**Source data**
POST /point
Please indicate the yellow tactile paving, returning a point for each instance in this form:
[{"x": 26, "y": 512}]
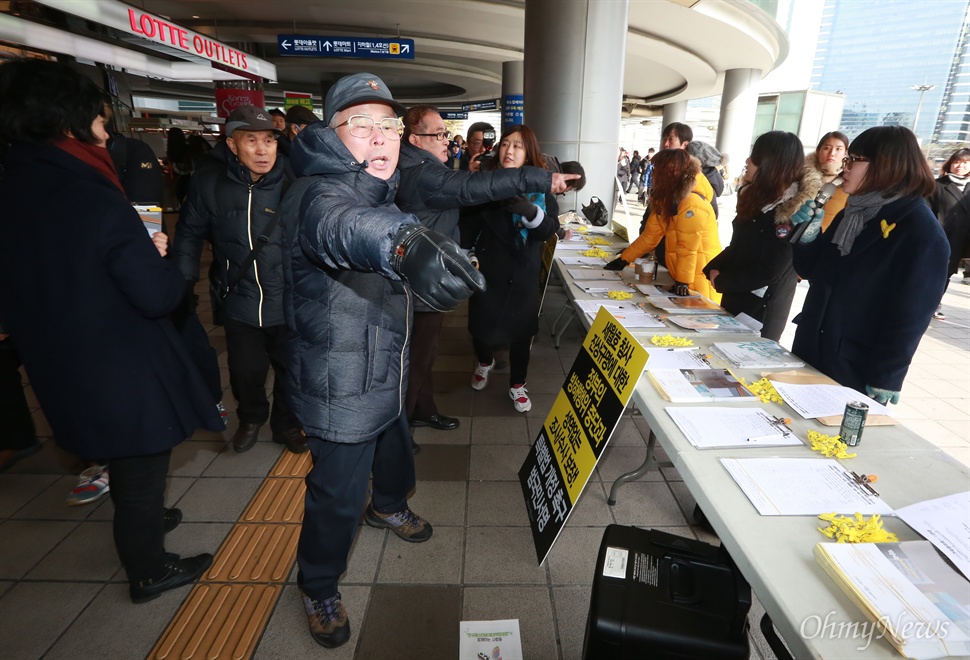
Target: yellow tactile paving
[{"x": 226, "y": 612}]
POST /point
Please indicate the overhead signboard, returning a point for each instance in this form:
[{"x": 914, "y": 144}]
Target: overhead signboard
[
  {"x": 306, "y": 45},
  {"x": 486, "y": 104},
  {"x": 578, "y": 427},
  {"x": 163, "y": 31}
]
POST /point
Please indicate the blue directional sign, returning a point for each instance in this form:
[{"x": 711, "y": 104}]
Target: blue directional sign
[{"x": 305, "y": 45}]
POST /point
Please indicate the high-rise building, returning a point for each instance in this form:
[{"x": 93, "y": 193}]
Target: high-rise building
[{"x": 897, "y": 63}]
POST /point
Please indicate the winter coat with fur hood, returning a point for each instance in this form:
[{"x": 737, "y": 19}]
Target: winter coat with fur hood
[
  {"x": 692, "y": 238},
  {"x": 755, "y": 272}
]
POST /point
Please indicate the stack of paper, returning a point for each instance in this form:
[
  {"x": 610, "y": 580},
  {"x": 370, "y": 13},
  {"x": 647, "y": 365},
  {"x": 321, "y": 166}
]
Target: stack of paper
[
  {"x": 917, "y": 601},
  {"x": 699, "y": 385},
  {"x": 759, "y": 354}
]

**What to do**
Write out all of the entries above line for line, without any change, and leave the pictures out.

**Full solution**
POST /point
Please indicate the yellow tactile paving, returning a point for each instance in this form:
[{"x": 26, "y": 512}]
Target: yellow tactile paving
[{"x": 226, "y": 612}]
POST /point
Please indicate the overhead signboard, returning a point for each instance in this form:
[{"x": 914, "y": 144}]
Target: overhead signboard
[
  {"x": 306, "y": 45},
  {"x": 486, "y": 104},
  {"x": 578, "y": 427},
  {"x": 163, "y": 31}
]
POST /point
Please indicate the blue directional sign, returning a point for each instance in this form:
[{"x": 711, "y": 104}]
Target: blue directional sign
[{"x": 305, "y": 45}]
POST /point
Please indicate the high-rise building, returning a point for each instance in this form:
[{"x": 93, "y": 193}]
Target: high-rise building
[{"x": 897, "y": 63}]
POST /point
Please indicate the winter coat with fur hood, returning a point for each instance in this form:
[{"x": 737, "y": 19}]
Target: winter coat with fur hood
[
  {"x": 692, "y": 238},
  {"x": 755, "y": 272}
]
POST /point
Please indicate the stack of paper, returning a point for each instance in this form:
[
  {"x": 610, "y": 580},
  {"x": 370, "y": 13},
  {"x": 647, "y": 365},
  {"x": 321, "y": 166}
]
Target: stack of paper
[
  {"x": 917, "y": 601},
  {"x": 699, "y": 385},
  {"x": 759, "y": 354}
]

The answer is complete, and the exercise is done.